## Required work
Output all of the data below exactly as given.

+ + + + +

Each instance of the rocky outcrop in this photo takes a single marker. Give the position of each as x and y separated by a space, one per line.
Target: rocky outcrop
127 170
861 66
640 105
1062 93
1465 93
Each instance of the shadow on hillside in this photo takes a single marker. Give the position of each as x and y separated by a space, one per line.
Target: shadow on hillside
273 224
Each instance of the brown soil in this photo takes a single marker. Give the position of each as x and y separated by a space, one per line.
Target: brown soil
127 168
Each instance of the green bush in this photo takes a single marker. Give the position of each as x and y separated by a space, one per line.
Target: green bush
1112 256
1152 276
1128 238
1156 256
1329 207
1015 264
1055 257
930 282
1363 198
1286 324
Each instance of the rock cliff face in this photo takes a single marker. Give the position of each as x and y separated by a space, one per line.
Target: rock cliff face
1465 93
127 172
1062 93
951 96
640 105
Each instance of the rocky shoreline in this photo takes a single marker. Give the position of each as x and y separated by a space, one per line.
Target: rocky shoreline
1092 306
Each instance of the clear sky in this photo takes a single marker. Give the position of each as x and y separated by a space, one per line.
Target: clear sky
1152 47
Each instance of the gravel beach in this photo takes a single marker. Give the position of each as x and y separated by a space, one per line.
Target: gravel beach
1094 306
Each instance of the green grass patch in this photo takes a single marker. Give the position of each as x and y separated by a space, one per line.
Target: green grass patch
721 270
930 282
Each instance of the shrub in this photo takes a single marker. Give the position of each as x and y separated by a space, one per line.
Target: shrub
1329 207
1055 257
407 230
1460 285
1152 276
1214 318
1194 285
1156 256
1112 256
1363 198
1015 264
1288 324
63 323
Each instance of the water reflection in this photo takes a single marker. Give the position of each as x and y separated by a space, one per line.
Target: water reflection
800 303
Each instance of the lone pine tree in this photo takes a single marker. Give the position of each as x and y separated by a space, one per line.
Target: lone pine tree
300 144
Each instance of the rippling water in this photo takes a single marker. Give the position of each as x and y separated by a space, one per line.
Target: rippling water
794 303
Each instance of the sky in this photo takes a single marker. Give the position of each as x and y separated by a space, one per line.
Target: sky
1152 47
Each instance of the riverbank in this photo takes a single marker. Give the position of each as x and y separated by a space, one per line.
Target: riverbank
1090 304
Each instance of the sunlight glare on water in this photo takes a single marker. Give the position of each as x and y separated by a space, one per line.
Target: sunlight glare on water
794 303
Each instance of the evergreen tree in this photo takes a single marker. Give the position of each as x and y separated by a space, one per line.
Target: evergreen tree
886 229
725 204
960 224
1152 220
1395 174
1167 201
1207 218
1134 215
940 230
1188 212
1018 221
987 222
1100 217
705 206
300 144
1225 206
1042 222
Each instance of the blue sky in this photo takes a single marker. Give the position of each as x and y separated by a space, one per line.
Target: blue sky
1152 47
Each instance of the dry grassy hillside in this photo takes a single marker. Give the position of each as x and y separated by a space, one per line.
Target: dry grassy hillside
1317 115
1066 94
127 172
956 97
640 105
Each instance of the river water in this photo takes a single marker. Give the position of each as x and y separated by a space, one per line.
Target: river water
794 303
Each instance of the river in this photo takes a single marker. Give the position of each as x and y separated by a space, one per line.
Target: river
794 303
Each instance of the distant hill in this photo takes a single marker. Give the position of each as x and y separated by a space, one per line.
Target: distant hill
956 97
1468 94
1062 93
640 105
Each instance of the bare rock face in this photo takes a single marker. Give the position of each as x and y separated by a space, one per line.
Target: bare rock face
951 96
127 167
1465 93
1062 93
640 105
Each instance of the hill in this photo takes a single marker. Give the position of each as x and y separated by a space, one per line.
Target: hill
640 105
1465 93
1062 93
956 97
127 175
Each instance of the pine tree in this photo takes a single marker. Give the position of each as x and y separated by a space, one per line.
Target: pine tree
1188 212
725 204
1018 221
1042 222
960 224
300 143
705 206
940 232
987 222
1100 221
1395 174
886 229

+ + + + +

## Answer space
Each instance of the rocky outcrop in this photo takes a single marker. Give the position of each as x and y separated by a space, one per line.
Target: rocky outcrop
127 170
861 66
640 105
1062 93
1465 93
Each instance of the shadow on hillside in this photo takes a single marker. Give the position of each as x and y separated by a space, one per line.
Target: shadow on hillside
273 224
Each instance of the brown soil in this photo takes a single marker. Give the position of each as x and y separated by a space, one per line.
Target: brown soil
127 168
Each instance of the green bush in this photo takes a single marker. Give the position of each as x and y separated by a space, one per line.
Target: green bush
1112 256
1152 276
1128 238
1156 256
1329 207
1015 264
1055 257
930 282
1363 198
1286 324
Each instance of the rock cliff face in this photo takes a single marker. Give the position of each as x and y separated by a space, one per line.
Target: rock cliff face
1465 93
127 172
1062 93
951 96
640 105
Each instance of the rocky shoreline in this photo takes a single marker. Give the position of each as x and y separated by a space, one per line.
Target: rocky shoreline
1092 306
Each instance of the clear sky in this photo takes a single marker. Give the position of each as x and y separated by a space, one per line.
Target: clear sky
1152 47
Each instance of the gravel beach in this photo takes a single marker. Give the position of each as x and y separated by a space, one per line.
Target: gravel beach
1094 306
Each instance of the green grass patch in this photo takes a single marker. Give the position of each as x and y separated by a space, one per line.
Target: green grass patch
721 270
930 282
Each instance of the shrub in this photo takes a single marker. Give the position of each as x and y separated by a space, one per line.
Target: shrub
1329 207
1055 257
407 230
1460 285
1152 276
1214 318
1194 285
1156 256
1112 256
1363 198
1015 264
1288 324
63 323
Each instance of the water reflection in this photo takes a single marker. Give the position of each as x and y separated by a space, one per line.
Target: water reflection
800 303
Each instance of the lone pine tree in this photo takes a single marker. Give the position of each as x and y separated by a space, one per line.
Target: lone pine tree
300 144
Each instance of the rippling water in this photo takes a single marker. Give the position of each as x and y separated by a space, one per line.
Target: rippling water
794 303
Each instance of the sky in this photo takes a single marker. Give the position of each as x and y separated by a space, one per line.
Target: sky
1152 47
Each instance of the riverbank in this photo takes a single marker. Give the position of each as x and y separated by a space, one per line.
Target: riverbank
1090 304
Each instance of the sunlight glare on water in this photo takes a single marker. Give the position of each as x and y separated by a space, one per line.
Target: sunlight glare on water
794 303
Each instance of the evergreen tree in this photo takes a single marker. Give the position of each as x and y separated by a space, one per line.
Target: evergreen tree
886 229
725 204
960 224
1152 220
1395 174
1167 201
1207 218
1134 215
940 230
1188 212
1018 221
987 222
1100 217
705 206
300 144
1225 206
1042 222
Each instance of the blue sky in this photo takes a single marker. Give the position of each as x and y separated by a space, one per line.
Target: blue sky
1152 47
Each instance of the dry grassy hillside in this photo takes a single marker. Give the position of each as x and y separated by a space, one per line.
Target: dry grassy hillside
1317 115
1066 94
127 172
956 97
640 105
Each instance of the river water in this photo takes a single marker. Give the position of each as x and y separated by a space, one per line.
Target: river water
794 303
Each instance of the river in this photo takes a single marker. Give the position of each as x and y separated by a space, one per line.
Target: river
794 303
Each instance of the distant hill in this photo takes a single marker. Give the position of each as x and y separated by a space, one per line.
Target: distant hill
956 97
1468 94
1062 93
640 105
Each instance of the bare rock face in this photo takes a single marker. Give the position of each as x and y separated by a space, one per line.
Target: bare rock face
951 96
127 167
1465 93
1062 93
640 105
Each instance of the hill in this photo takes a single marker. Give the position of each as x and y separated by a space, one per line.
Target: hill
640 105
1465 93
1062 93
956 97
127 175
Each instance of the pine tree in this photo takes a single marker. Give the position of each as x and y separated by a space, one per line.
Target: pine tree
1188 212
725 204
1018 221
1042 222
960 224
300 143
705 206
940 232
987 222
1100 221
1395 174
886 229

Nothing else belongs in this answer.